### Given records
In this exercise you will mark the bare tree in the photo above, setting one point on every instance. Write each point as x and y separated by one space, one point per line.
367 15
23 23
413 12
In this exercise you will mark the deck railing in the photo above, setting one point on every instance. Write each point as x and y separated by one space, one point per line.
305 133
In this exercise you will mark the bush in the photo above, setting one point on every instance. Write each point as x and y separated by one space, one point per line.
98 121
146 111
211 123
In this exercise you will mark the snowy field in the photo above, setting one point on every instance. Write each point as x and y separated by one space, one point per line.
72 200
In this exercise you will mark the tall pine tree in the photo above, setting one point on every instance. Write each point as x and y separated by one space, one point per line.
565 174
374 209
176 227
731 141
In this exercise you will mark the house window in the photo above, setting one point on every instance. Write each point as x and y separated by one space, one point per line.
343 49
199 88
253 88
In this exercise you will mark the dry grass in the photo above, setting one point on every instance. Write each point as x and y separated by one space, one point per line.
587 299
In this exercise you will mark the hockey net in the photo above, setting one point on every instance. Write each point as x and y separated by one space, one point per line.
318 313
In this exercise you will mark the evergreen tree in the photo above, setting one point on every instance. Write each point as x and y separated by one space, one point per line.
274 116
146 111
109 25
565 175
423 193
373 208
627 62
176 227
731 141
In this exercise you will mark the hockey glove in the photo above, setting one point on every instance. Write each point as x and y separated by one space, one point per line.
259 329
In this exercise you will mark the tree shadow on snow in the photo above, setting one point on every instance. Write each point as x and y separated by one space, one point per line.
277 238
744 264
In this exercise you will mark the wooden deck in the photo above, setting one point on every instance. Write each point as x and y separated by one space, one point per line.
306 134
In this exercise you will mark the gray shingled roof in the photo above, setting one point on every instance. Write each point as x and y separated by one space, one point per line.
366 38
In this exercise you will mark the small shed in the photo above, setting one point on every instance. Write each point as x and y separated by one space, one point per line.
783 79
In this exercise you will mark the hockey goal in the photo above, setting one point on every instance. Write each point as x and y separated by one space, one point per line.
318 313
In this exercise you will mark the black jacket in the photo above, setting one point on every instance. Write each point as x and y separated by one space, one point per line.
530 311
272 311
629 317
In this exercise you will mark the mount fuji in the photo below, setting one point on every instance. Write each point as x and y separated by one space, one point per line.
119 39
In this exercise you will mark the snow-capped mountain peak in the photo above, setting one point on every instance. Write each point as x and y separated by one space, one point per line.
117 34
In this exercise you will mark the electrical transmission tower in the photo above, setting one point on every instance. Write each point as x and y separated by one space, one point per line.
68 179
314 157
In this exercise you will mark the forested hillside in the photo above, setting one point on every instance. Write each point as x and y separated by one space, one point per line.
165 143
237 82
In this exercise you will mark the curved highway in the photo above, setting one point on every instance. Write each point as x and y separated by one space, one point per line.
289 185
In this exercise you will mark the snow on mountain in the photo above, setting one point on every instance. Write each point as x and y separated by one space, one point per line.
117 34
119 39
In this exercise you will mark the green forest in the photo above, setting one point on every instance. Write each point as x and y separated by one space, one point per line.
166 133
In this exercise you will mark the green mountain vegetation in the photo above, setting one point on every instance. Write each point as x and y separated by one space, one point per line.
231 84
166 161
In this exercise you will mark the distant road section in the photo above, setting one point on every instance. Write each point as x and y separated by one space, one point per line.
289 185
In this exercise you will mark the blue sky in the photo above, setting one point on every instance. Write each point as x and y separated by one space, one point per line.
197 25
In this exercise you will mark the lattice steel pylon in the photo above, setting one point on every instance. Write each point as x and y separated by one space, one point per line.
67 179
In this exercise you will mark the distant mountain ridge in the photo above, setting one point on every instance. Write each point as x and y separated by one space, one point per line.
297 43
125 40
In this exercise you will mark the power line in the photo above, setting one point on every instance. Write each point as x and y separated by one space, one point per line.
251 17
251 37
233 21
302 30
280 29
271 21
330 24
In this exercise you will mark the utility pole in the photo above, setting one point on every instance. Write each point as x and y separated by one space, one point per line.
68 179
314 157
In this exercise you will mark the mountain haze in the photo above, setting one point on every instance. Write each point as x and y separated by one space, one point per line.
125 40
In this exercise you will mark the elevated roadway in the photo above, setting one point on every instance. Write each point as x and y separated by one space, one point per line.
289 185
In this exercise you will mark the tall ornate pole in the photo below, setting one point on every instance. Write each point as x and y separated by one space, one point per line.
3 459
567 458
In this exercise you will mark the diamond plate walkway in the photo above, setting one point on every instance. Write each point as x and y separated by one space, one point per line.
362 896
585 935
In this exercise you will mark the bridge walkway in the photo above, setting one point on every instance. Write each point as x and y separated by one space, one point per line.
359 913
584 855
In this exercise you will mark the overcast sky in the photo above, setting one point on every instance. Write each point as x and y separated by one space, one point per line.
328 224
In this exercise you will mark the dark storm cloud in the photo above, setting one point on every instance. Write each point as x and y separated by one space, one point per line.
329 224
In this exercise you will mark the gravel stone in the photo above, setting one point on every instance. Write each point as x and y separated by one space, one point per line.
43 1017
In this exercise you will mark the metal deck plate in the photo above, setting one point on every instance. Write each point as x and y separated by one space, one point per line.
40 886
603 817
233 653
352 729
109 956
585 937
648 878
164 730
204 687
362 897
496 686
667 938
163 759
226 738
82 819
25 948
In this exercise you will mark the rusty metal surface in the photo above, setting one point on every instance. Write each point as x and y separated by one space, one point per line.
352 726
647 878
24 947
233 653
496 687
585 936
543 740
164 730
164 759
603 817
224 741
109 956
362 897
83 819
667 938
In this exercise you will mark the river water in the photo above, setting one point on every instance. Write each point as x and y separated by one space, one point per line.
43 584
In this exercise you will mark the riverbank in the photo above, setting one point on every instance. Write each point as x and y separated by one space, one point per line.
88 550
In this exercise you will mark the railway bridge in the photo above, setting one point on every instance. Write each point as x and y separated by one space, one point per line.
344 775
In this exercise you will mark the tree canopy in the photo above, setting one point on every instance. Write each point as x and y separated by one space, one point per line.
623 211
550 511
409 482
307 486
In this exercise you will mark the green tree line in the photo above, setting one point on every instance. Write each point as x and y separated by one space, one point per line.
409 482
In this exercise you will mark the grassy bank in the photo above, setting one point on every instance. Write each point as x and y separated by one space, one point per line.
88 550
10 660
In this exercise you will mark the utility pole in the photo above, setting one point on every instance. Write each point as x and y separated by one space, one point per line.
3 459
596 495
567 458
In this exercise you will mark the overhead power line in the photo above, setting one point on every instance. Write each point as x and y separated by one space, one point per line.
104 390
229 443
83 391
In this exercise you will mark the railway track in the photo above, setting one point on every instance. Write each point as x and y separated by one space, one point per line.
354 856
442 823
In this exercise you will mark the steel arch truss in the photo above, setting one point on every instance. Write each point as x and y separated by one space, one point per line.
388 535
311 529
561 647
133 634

### What the exercise asks
Repeat the data exactly, with every line included.

### Result of this task
In this exercise you will mark the bare tree in the photo above, setting one point on every instance. Write each point as x and y separated by one space, one point per line.
367 15
23 23
413 12
In this exercise you will mark the deck railing in the photo above, setting one point on every instance. Write each point as x and y separated by one space, one point per line.
305 133
In this exercise you will mark the bush in the photo above, setting one point on every instance. Write each point as x and y separated by one space, one point per line.
98 121
146 111
211 123
In this exercise you will mark the snowy field in the photo above, setting one point on every instance. Write each point as x and y separated by one space, one point per line.
72 200
In this exercise you will mark the tall pine tree in the photo above, setting one point on every instance. Write each point as x and y separated by one space, one point per line.
565 174
374 209
176 227
731 141
In this exercise you will mark the house window in the photo above, setting one point on every instance. Write each point as x and y separated by one space, one point per line.
343 49
199 88
253 88
In this exercise you will mark the dry grass in the photo above, setting one point on every instance. Write each point as x and y separated by one space, one point per line.
587 299
In this exercise you will mark the hockey net in the photo above, setting one point on every instance. Write each point as x and y separated by one space, one point per line.
318 313
In this exercise you will mark the evergreen tree in the photo above, setting one point on every instance. Write each point as x and y separated by one space, one point per line.
274 116
146 111
109 25
565 175
423 193
373 208
627 62
176 227
731 141
In this exercise you will mark the hockey glove in the photo above, setting one point on every instance. Write each point as x and y separated by one space, one point per line.
259 329
In this exercise you will mark the tree shadow on snow in the photo above, setting one point on every instance. Write each point as x and y separated by one space, one point per line.
277 238
744 264
In this exercise you will mark the wooden deck in the photo above, setting one point on every instance. Write each point as x and y separated by one space, one point per line.
306 134
In this exercise you will mark the gray shingled roof in the photo above, setting one point on every instance. Write each point as x and y separated by one space, one point per line.
366 38
In this exercise you will mark the small shed in the photo above, setting one point on every instance. Write each point as x and y separated by one space, one point per line.
783 79
In this exercise you will mark the hockey goal in the photo above, setting one point on every instance. Write each point as x and y separated by one space, one point per line.
318 313
In this exercise you will mark the black jacket in the photo above, setting one point on every instance. Write each point as x and y separated by one space, one point per line.
530 311
272 311
629 317
In this exercise you will mark the mount fuji in the photo below, setting one point on every instance. Write each point as x and y separated by one space, one point per line.
119 39
In this exercise you will mark the snow-capped mountain peak in the photo above, setting one point on every instance. Write each point as x and y separated by one space, one point per line.
117 34
In this exercise you will mark the electrical transmission tower in the photo above, setting one point on every instance. Write each point as x and y separated by one space, one point per line.
68 179
314 157
In this exercise you will mark the forested hillside in the photo above, setting one point on every instance. Write each point as x and y separated by one space, one point per line.
165 143
237 82
In this exercise you will mark the curved highway in the photo above, setting one point on every instance. Write each point as x and y separated by one space, one point per line.
289 185
In this exercise you will mark the snow on mountain in the photo above, setting one point on every instance. Write each point as x and y separated by one space, one point per line.
117 34
119 39
In this exercise you will mark the green forest in the photo above, setting one point on every instance. Write each point as x and y separated by one space, one point per line.
166 133
In this exercise you will mark the green mountain vegetation in the photo above, setting one point on every instance. Write each point as x and y separated by one space, one point per line.
231 84
166 161
In this exercise you will mark the distant road section in the photo above, setting one point on every instance. Write each point as x and y separated by one space, one point per line.
289 185
In this exercise you will mark the blue sky in the photo above, setting one point on every instance. Write each point as x and y separated by one space, one point per line.
197 25
In this exercise you will mark the lattice steel pylon in the photo above, setting one point on every instance. Write each point as x and y separated by one space, one point per line.
67 179
In this exercise you will mark the distant mountain ridge in the photo above, setting one point on every instance. Write each point as x and y separated by one space, one point per line.
297 43
125 40
In this exercise you will mark the power line in the photo above, setting one point on every instance. Write each point as x and y separated by one space, one point per line.
251 17
251 37
233 21
302 30
280 29
271 21
330 24
In this exercise you will mark the utility pole in the photo above, setting one point on every instance. Write each point as x and y separated by one space, one point per line.
68 179
314 157
In this exercise you will mark the mountain haze in the photo above, setting one point on every instance. Write each point as x and y separated by one space, one point per line.
125 40
In this exercise you will mark the elevated roadway in the photo above, setting one point on every instance. Write each point as x and y separated by one space, one point per line.
289 185
In this exercise you will mark the tall ornate pole in the photo below, setting one point on every instance. Write each point as x and y separated by one space, one point per line.
3 459
567 458
In this exercise you will mark the diamond plate walkway in the photo above, setting one point on every instance. Write each point as x and y separated by one space, one point per line.
362 896
585 935
In this exercise you will mark the bridge walkway in the photo above, setting one point on every instance. Write each point as x and y separated by one space, one point per line.
359 913
584 855
In this exercise you will mark the overcast sky in the photo above, setting one point on every instance. Write each point as x and y separated by one space, one point per line.
328 224
In this exercise you will mark the dark storm cloud in the photo above, setting one point on every instance. Write each point as x and y separated by one space, one point per line.
329 224
In this exercise you will mark the gravel stone in the photo above, setting one point on every instance. Write each point as x and y separated by one space, one point per line.
43 1017
In this exercise you will mark the metal deck plate in the photo above, setting one point on every instance. Write each point as x and y separated by one space, one point per line.
40 886
603 817
233 653
352 729
109 956
585 937
648 878
164 730
204 687
362 897
496 686
667 938
163 759
226 738
82 819
25 948
In this exercise you will mark the rusty metal surface in the photo above, setting one point on every instance. Write each point as x and y separated by one space, one point per line.
352 726
647 878
24 947
233 653
496 687
585 936
543 740
164 730
164 759
603 817
224 741
109 956
362 897
83 819
667 938
In this exercise you will mark the river water in the photo above, setting one point on every instance. Write each point as x and y separated by one space, one point per line.
43 584
In this exercise you will mark the riverbank in the photo above, setting one point on every instance. Write each point as x and y separated by one space, one point per line.
88 550
In this exercise you will mark the railway bridge in the photo above, setting one point on every instance. Write each point as x and y separated by one space, one point per line.
344 775
In this exercise you will mark the tree canopy in the photo above, setting one point on every instance. Write each point as x and y separated by one space, one point per line.
623 211
550 511
409 482
307 486
In this exercise you will mark the green tree line in the photo above, setting one point on every instance. Write each point as x and y separated by one space, one point per line.
409 482
In this exercise you will mark the grassy bank in the photo above, setting one point on every instance. Write each point as x and y separated by one space, one point per line.
88 550
10 660
In this exercise you will mark the utility pole in the photo above, setting one point on every instance. Write each point as x and y separated by one space, one point per line.
3 459
596 495
567 458
In this exercise you will mark the overhead power line in the photo above, setting one point on every instance. Write each point as x and y separated by one space, one point per line.
104 390
229 443
83 391
In this exercise you will mark the railway track in the photo above, setting one point on every instance. Write each point as x and y separated by one space, one point per line.
354 856
442 823
In this exercise you will mark the steel arch truss in the photo above, setting one point on every instance. Write each point as x and y separated by one space, one point per line.
388 535
311 529
561 647
133 634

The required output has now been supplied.